CONSIGNE
Recopiez à l'identique le passage du texte sur Géza Alföldy allant de « Plusieurs fils conducteurs » jusqu'à « quatre aspects principaux. ».

BLOC DE TEXTE
——————————

Géza Alföldy fut incontestablement l’une des figures les plus marquantes de l’épigraphie romaine du dernier tiers du XXeet du début du XXIe siècle. À sa disparition, le 9 novembre 2011, il laissait une œuvre considérable par son volume, sa diversité et son importance.[1] Prenant la suite de cinq recueils d’articles publiés de son vivant[2], l’ouvrage édité par Angelos Chaniotis et Christian Witschel a pour origine un projet éditorial voulu par Alföldy lui-même, puisqu’il travaillait avant sa mort à trois volumes dont la finalité aurait été d’offrir un aperçu aussi large que possible des domaines et des problèmes qu’il avait abordés, en incluant aussi bien des textes de synthèse que des études de cas ou des recensions. La disparition de son auteur en a interrompu la réalisation et le livre proposé n’y répond que partiellement puisque les éditeurs ont pris le parti d’exclure les études trop techniques ou, du moins, de portée trop restreinte. Ils ont préféré privilégier les contributions synthétiques, générales et, surtout, comportant une dimension méthodologique ou théorique marquée. Des nécrologies ou quelques textes de circonstances ont cependant été conservés : loin d’être anecdotiques, ils sont particulièrement utiles, notamment parce qu’ils expriment de manière parfois plus directe des idées ou des positions énoncées dans les études proprement dites. Ces textes occupent la seconde partie du volume (« Vergangenheit, Gegenwart und Zukunft der epigraphischen Forschung »), tandis que la première est centrée sur la notion d’« Epigraphische Kultur ». Le recueil regroupe ainsi 24 textes – dont 4 inédits –, précédés d’une introduction originale rédigée par Alföldy. Le volume est préparé avec grand soin : les éditeurs ont ajouté à l’occasion des compléments bibliographiques et les 185 illustrations réunies dans un cahier de planches en fin de volume sont de belle qualité. De nombreux renvois entre les textes renforcent l’unité du livre et les index (personnes, lieux, matières et sources) en facilitent la consultation.
Plusieurs fils conducteurs traversent l’ouvrage : la caractérisation du document épigraphique, les formes et les pratiques de la discipline qui le prend pour objet et, enfin, sa place dans l’écriture d’une histoire du monde romain qui est ici principalement une histoire sociale et culturelle, centrée sur l’Occident. Il est toutefois aussi difficile de rendre compte dans le détail de ce volume que d’en résumer le contenu : il suffira d’en mettre ici en lumière quatre aspects principaux.
C’est indéniablement au travail sur les inscriptions elles-mêmes qu’il faut accorder la primauté, bien qu’il n’apparaisse ici que de manière indirecte. Cette activité, faite d’« austérité et de patience » (p. 487), fut fondamentale pour Alföldy, qui contrôla directement des milliers de monuments, pour des études ponctuelles ou pour la réalisation de nouveaux corpus – travail inlassable de révision plus souvent encore que de publication d’inédits. Témoins privilégiés de ce travail, plusieurs inscriptions sont en quelque sorte des protagonistes récurrents de l’ouvrage : ainsi, celles de l’obélisque de Saint-Pierre et la dédicace de Cornelius Gallus (AE, 1964, 255), de l’aqueduc de Ségovie (AE, 1992, 1034), de l’arc de Medinaceli (AE, 2002, 796) ou encore de l’amphithéâtre de Tarragone (CIL II2/14, 921). Le recueil rappelle qu’Alföldy, artisan principal de plusieurs volumes du CIL (II2 et VI), fut aussi l’un des promoteurs de la mise en place de banques de données électroniques (dont l’Epigraphische Datenbank Heidelberg) et pensa leur articulation avec les corpus imprimés (p. 492 et 504).

——————————

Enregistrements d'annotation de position
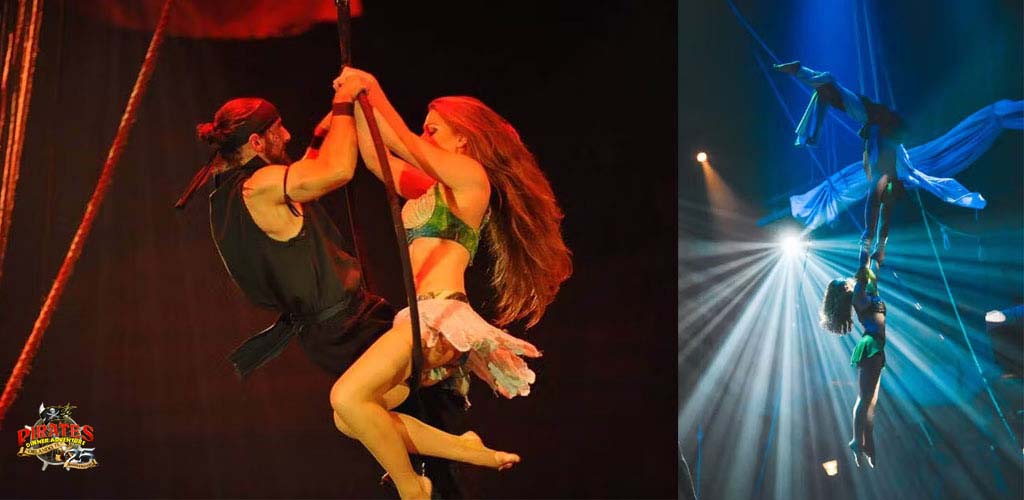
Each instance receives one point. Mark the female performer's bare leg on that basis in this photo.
(359, 400)
(863, 409)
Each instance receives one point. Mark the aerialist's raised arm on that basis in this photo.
(459, 172)
(410, 181)
(318, 174)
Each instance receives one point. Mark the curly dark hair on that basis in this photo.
(837, 307)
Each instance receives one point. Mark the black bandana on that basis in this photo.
(258, 121)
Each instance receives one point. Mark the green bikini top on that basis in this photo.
(429, 216)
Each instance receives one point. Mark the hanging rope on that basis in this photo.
(24, 364)
(19, 56)
(960, 321)
(344, 38)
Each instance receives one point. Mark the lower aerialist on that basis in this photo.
(860, 294)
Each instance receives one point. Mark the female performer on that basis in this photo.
(468, 173)
(868, 356)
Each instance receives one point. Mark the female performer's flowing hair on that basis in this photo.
(524, 228)
(836, 307)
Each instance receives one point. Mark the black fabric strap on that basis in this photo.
(288, 199)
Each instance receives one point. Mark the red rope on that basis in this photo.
(92, 208)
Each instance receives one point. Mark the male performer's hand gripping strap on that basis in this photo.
(344, 36)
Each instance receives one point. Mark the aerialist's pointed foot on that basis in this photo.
(855, 447)
(387, 482)
(489, 458)
(787, 68)
(426, 488)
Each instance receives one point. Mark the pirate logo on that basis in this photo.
(56, 440)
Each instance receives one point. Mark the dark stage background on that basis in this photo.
(139, 340)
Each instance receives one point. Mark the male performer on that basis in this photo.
(284, 251)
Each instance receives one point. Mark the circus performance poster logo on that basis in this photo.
(57, 440)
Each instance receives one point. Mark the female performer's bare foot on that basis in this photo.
(487, 457)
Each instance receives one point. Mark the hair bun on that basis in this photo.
(208, 133)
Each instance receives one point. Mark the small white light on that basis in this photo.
(994, 317)
(832, 467)
(793, 245)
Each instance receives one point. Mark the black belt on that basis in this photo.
(265, 345)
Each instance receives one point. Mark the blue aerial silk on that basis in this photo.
(929, 166)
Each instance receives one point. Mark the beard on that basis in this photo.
(278, 155)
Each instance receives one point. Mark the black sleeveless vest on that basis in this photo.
(309, 279)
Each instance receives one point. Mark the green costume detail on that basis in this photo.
(430, 216)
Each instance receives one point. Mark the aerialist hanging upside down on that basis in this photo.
(467, 174)
(860, 294)
(882, 129)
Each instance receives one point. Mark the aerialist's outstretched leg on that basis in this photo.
(863, 409)
(375, 382)
(827, 89)
(880, 155)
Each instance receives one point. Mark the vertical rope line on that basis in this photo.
(24, 364)
(870, 50)
(856, 43)
(967, 339)
(24, 55)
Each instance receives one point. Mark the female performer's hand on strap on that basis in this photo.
(458, 171)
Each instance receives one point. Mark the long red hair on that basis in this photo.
(524, 231)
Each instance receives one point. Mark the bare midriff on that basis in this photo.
(438, 264)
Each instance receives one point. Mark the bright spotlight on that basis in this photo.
(994, 317)
(832, 467)
(793, 245)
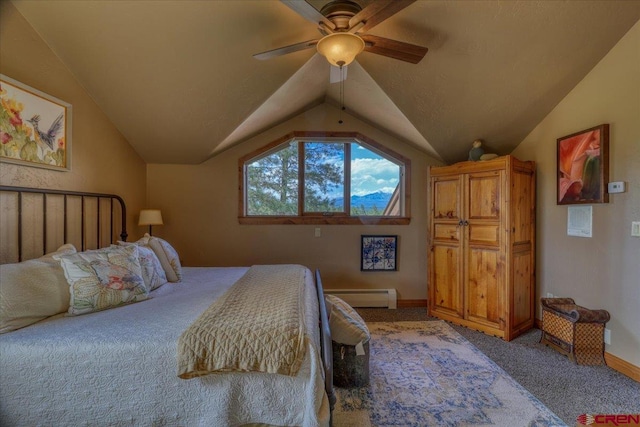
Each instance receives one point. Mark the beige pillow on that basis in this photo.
(33, 290)
(152, 272)
(347, 327)
(168, 258)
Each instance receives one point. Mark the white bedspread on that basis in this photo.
(118, 368)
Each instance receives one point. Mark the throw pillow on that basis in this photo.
(347, 327)
(104, 278)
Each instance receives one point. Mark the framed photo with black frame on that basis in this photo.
(379, 253)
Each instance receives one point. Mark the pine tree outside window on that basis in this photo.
(318, 178)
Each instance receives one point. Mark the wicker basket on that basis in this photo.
(574, 331)
(349, 368)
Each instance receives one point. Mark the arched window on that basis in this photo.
(324, 178)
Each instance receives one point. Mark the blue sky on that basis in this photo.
(371, 173)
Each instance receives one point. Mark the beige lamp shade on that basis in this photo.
(340, 48)
(150, 217)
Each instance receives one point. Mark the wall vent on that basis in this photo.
(367, 297)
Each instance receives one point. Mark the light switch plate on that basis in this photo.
(616, 187)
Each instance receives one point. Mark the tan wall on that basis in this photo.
(200, 208)
(102, 160)
(602, 271)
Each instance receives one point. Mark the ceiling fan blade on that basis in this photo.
(394, 49)
(377, 12)
(308, 12)
(286, 49)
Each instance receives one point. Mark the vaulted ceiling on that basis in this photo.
(179, 81)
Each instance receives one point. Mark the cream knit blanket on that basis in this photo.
(257, 325)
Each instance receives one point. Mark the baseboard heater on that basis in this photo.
(367, 297)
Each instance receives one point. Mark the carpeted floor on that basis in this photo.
(423, 373)
(567, 389)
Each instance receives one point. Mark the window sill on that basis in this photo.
(310, 220)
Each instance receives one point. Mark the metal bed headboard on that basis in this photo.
(83, 214)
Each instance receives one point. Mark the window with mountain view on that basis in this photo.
(324, 180)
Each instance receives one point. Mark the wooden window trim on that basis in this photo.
(324, 219)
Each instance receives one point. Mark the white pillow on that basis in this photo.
(168, 258)
(347, 327)
(33, 290)
(152, 271)
(104, 278)
(166, 254)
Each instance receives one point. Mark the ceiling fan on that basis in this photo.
(344, 24)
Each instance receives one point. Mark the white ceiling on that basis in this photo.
(178, 79)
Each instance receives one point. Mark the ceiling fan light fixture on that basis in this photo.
(340, 49)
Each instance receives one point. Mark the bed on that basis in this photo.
(119, 366)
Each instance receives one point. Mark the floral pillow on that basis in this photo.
(103, 278)
(168, 258)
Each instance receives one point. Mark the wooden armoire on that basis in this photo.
(482, 245)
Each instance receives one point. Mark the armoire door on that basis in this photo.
(483, 248)
(446, 274)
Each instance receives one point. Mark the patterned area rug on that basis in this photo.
(426, 374)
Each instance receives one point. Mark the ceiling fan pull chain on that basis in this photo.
(341, 93)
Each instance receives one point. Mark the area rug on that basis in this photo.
(426, 374)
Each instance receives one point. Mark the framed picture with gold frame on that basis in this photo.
(35, 128)
(583, 166)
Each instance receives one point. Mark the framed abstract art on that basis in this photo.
(583, 166)
(379, 253)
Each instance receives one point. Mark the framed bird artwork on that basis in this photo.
(35, 128)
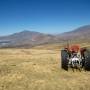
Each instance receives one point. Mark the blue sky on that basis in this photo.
(46, 16)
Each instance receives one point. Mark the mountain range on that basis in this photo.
(30, 38)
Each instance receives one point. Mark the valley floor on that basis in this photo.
(35, 69)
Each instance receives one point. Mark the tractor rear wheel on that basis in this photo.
(64, 60)
(87, 60)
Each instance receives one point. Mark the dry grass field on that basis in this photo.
(38, 69)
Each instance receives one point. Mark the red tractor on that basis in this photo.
(75, 57)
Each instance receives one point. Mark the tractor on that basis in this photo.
(75, 57)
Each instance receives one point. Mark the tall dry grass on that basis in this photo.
(38, 69)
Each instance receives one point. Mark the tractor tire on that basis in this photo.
(87, 60)
(64, 60)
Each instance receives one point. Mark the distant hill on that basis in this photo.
(31, 38)
(80, 34)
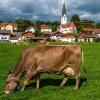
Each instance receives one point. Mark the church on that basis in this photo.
(65, 26)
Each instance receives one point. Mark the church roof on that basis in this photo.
(69, 24)
(64, 10)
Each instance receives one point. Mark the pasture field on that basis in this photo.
(50, 90)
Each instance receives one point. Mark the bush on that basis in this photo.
(97, 39)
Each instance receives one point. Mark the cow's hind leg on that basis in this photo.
(38, 81)
(77, 81)
(64, 80)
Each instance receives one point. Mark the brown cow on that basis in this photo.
(46, 59)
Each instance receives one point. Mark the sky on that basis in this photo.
(48, 10)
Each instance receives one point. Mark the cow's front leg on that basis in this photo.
(25, 83)
(64, 80)
(38, 81)
(77, 81)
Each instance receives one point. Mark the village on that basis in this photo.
(65, 32)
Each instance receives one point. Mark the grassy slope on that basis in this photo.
(50, 90)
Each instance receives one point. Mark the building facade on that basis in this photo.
(65, 26)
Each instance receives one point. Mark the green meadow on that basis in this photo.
(49, 89)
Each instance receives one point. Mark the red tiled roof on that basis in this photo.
(82, 36)
(4, 24)
(44, 26)
(88, 29)
(69, 24)
(97, 31)
(70, 35)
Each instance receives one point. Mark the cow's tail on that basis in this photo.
(83, 65)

——————————

RÉPONSE PRODUITE
Plusieurs fils conducteurs traversent l’ouvrage : la caractérisation du document épigraphique, les formes et les pratiques de la discipline qui le prend pour objet et, enfin, sa place dans l’écriture d’une histoire du monde romain qui est ici principalement une histoire sociale et culturelle, centrée sur l’Occident. Il est toutefois aussi difficile de rendre compte dans le détail de ce volume que d’en résumer le contenu : il suffira d’en mettre ici en lumière quatre aspects principaux.